> Written exercise
Please write out the passage from the 1775 letters and resolves below, from "On this day 250 years ago in Plymouth, Massachusetts, Mercy" up to and including "Triffling untutored Girl.", word for word.

> Selection
On this day 250 years ago in Plymouth, Massachusetts, Mercy Otis Warren wrote to Abigail Adams that “It is and Ever has been my poor Opinion that justice and Liberty will finally Gain a Compleat Victory over Tyrany.” She then added an interesting observation:
we have yet one Advantage peculier to ourselves. If the Mental Faculties of the Female are not improved it may be Concealed in the Obscure Retreats of the Bed Chamber or the kitchen which she is not often Necessitated to Leave. Whereas Man is Generally Called out to the full display of his Abilities but how often do they Exhibit the most Mortifying instances of Neglected Opportunities and their Minds appear Not with standing the Advantages of what is Called a Liberal Education, as Barren of Culture and as Void of Every useful acquirement as the most Triffling untutored Girl.
On this day 250 years ago in Bristol, England, merchants wrote to Richard Randolph in Virginia:
We are very sorry to inform you that there seems little prospect of a speedy reconciliation between the Government here and the Colonies, for by a Letter received this day from our WJ (who with another Gentleman) was deputed from this City to attend their Petition to the House of Commons, he writes that the Ministry carry every thing in the House by a great Majority, and that from the best information he can procure, they are determin’d to enforce those cursed Acts which have caused these unhappy differences, and for that purpose more Men of War and Troops are order’d for America; what will be the consequence of these measures God only knows. Heaven grant that some Friends to their Country may yet start up and be enabled to bring about an happy reconciliation.
Source: “XX. Farell & Jones to Richard Randolph, 27 January 1775,” Founders Online, National Archives, https://founders.archives.gov/documents/Jefferson/01-15-02-0620-0021. [Original source: The Papers of Thomas Jefferson, vol. 15, 27 March 1789 – 30 November 1789, ed. Julian P. Boyd. Princeton: Princeton University Press, 1958, pp. 668–669.]
On this day 250 years ago the people of Pittsylvania County, Virginia met to organize a Committee to enforce the Continental Association’s boycott of trade with Britain. The Committee would become the governing body of Pittsylvania County when the War began. The meeting also adopted the Pittsylvania Resolves:
THE freeholders of the county of Pittsylvania, being duly summoned, convened at the courthouse of the said county, on Thursday the 26th of January, 1775, and then proceeded to make the choice of a committee, agreeable to the direction of the General Congress, for enforcing and putting into execution the association, when the following Gentlemen were chosen members for the same, VIZ. Abraham Shelton, Robert Williams, Thomas Dilliard, William Todd, Abraham Penn, Peter Perkins, Benjamin Lankford, Thomas Terry, Arthur Hopkins, Hugh Challus, Charles L. Adams, James Walker, William Peters Martin, Daniel Shelton, William Ward, Edmund Taylor, Isaac Clements, Gabriel Shelton, Peter Wilson, William Shore, Henry Conway, John Payne, sen. Joseph Roberts, William Witcher, Henry Williams, John Salmon, Rev. Lewis Gwillam, Richard Walden, Peter Saunders, John Wilson, and Crispin Shelton. The committee then proceeded to make choice of Robert Williams for their Chairman, and William Peters Marcin their Clerk. During the time of choosing the said committee, the utmost good order and harmony was observed, and all the inhabitants of the county then present (which was very numerous) seemed determined and resolute in defending their liberties and properties, at the risk of their lives, and, if required, to die by their fellow sufferers (the Bostonians) whose cause they consider as their own; and, it being mentioned in committee, that their county had never contributed their proportionable part towards defraying the expenses of the Delegates, who attended on our behalf at the General Congress, that sum was immediately and cheerfully raised and deposited in the hands of Peter Perkins and Benjamin Lankford, Esquires, the Representatives for the said county, to be transmitted by them, to whom it ought to have been paid; after which the committee rose, and several loyal and patriotick toasts were drank, and the company dispersed, well pleased with the behaviour of those people they had put their confidence in.

> Dataset content
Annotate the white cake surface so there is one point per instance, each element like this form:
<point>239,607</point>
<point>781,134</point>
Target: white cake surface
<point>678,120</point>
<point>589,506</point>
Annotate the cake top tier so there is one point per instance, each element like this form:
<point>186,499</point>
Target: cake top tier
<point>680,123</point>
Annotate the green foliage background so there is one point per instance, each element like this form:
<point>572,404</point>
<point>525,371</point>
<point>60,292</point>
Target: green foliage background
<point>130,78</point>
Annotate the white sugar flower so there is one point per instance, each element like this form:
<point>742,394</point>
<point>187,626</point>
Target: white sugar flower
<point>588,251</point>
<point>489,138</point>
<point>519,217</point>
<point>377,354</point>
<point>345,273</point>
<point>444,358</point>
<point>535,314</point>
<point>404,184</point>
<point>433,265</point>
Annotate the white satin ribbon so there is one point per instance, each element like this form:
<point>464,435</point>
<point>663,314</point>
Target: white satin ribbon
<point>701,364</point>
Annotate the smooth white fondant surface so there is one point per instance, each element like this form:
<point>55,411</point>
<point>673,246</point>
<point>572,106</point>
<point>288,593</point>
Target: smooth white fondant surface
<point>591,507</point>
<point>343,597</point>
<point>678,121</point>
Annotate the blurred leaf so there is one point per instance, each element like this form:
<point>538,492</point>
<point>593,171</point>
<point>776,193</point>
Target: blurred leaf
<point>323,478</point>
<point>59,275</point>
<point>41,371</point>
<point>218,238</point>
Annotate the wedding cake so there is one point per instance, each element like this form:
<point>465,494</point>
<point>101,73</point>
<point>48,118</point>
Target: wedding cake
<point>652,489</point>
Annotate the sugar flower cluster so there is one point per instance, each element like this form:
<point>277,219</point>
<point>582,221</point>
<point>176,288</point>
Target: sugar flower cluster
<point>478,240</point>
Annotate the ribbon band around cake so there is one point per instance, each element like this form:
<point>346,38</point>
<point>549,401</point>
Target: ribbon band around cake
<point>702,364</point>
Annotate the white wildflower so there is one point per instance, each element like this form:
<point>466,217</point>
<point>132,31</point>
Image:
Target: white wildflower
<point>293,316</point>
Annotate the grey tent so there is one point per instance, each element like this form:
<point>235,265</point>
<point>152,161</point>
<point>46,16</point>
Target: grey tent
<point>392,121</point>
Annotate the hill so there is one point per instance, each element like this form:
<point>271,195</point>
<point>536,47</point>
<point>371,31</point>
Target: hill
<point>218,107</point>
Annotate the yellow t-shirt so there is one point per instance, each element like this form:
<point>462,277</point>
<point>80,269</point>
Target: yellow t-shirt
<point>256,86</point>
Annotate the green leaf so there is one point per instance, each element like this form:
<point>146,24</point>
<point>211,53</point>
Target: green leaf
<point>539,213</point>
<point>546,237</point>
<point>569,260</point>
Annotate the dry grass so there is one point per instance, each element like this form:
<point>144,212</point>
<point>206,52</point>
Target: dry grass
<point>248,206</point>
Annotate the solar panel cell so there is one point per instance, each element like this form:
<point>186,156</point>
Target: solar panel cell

> Task result
On this day 250 years ago in Plymouth, Massachusetts, Mercy Otis Warren wrote to Abigail Adams that “It is and Ever has been my poor Opinion that justice and Liberty will finally Gain a Compleat Victory over Tyrany.” She then added an interesting observation:
we have yet one Advantage peculier to ourselves. If the Mental Faculties of the Female are not improved it may be Concealed in the Obscure Retreats of the Bed Chamber or the kitchen which she is not often Necessitated to Leave. Whereas Man is Generally Called out to the full display of his Abilities but how often do they Exhibit the most Mortifying instances of Neglected Opportunities and their Minds appear Not with standing the Advantages of what is Called a Liberal Education, as Barren of Culture and as Void of Every useful acquirement as the most Triffling untutored Girl.